**The problem:**
In the entries that follow, the lines from the one with "positive clicks: (115, 285)" through the one with "negative clicks: (92, 254)" are the ones to write out, exactly and with both ends included. Nothing else should appear.

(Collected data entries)
====

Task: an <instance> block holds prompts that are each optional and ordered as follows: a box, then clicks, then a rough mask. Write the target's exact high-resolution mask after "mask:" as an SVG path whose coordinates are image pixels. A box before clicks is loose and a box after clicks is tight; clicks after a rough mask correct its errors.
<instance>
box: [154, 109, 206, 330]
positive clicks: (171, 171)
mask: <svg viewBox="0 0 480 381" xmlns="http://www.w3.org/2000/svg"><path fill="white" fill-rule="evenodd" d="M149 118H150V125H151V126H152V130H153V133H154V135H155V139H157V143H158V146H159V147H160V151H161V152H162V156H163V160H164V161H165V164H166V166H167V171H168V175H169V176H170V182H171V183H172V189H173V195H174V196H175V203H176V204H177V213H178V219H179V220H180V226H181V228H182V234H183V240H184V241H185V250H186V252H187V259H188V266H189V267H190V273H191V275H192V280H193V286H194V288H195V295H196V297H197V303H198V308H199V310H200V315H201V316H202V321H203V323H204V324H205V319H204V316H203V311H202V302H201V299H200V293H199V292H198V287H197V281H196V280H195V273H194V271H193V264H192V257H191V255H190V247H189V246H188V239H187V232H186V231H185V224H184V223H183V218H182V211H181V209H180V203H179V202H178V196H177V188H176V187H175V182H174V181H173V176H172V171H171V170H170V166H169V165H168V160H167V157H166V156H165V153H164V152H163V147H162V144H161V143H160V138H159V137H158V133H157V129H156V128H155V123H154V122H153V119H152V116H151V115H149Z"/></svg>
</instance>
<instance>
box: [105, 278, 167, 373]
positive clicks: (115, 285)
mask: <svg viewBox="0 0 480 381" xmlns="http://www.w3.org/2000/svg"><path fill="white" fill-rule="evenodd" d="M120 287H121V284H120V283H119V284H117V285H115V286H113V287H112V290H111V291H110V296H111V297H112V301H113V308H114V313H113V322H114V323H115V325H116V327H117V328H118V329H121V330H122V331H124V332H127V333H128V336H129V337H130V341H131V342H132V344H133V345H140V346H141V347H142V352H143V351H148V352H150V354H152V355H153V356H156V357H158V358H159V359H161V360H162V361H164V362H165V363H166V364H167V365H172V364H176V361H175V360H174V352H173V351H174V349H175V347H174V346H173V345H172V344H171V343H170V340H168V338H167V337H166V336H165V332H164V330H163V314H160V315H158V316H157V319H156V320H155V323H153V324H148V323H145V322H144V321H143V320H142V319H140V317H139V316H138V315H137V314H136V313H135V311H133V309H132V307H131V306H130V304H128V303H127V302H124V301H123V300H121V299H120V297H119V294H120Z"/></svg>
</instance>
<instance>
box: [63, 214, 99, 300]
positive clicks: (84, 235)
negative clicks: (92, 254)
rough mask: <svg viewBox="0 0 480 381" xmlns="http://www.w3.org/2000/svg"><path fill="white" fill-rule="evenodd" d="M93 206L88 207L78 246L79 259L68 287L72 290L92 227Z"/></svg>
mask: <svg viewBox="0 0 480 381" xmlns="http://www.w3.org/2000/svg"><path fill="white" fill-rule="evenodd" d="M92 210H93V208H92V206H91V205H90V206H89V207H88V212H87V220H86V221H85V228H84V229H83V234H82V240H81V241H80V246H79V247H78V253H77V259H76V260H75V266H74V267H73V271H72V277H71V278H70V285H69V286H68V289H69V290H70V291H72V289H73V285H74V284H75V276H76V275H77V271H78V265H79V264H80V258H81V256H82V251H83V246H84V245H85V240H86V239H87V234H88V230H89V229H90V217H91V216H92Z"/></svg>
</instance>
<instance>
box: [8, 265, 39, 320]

====

**Exercise solution:**
positive clicks: (115, 285)
mask: <svg viewBox="0 0 480 381" xmlns="http://www.w3.org/2000/svg"><path fill="white" fill-rule="evenodd" d="M120 287H121V284H120V283H119V284H117V285H115V286H113V287H112V290H111V291H110V296H111V297H112V301H113V308H114V313H113V322H114V323H115V325H116V327H117V328H118V329H121V330H122V331H124V332H127V333H128V336H129V337H130V341H131V342H132V344H133V345H140V346H141V347H142V352H143V351H148V352H150V354H152V355H153V356H156V357H158V358H159V359H161V360H162V361H164V362H165V363H166V364H167V365H172V364H176V361H175V360H174V352H173V351H174V349H175V347H174V346H173V345H172V344H171V343H170V340H168V338H167V337H166V336H165V332H164V330H163V314H160V315H158V316H157V319H156V320H155V323H153V324H148V323H145V322H144V321H143V320H142V319H140V317H139V316H138V315H137V314H136V313H135V311H133V309H132V307H131V306H130V304H128V303H127V302H124V301H123V300H121V299H120V297H119V294H120Z"/></svg>
</instance>
<instance>
box: [63, 214, 99, 300]
positive clicks: (84, 235)
negative clicks: (92, 254)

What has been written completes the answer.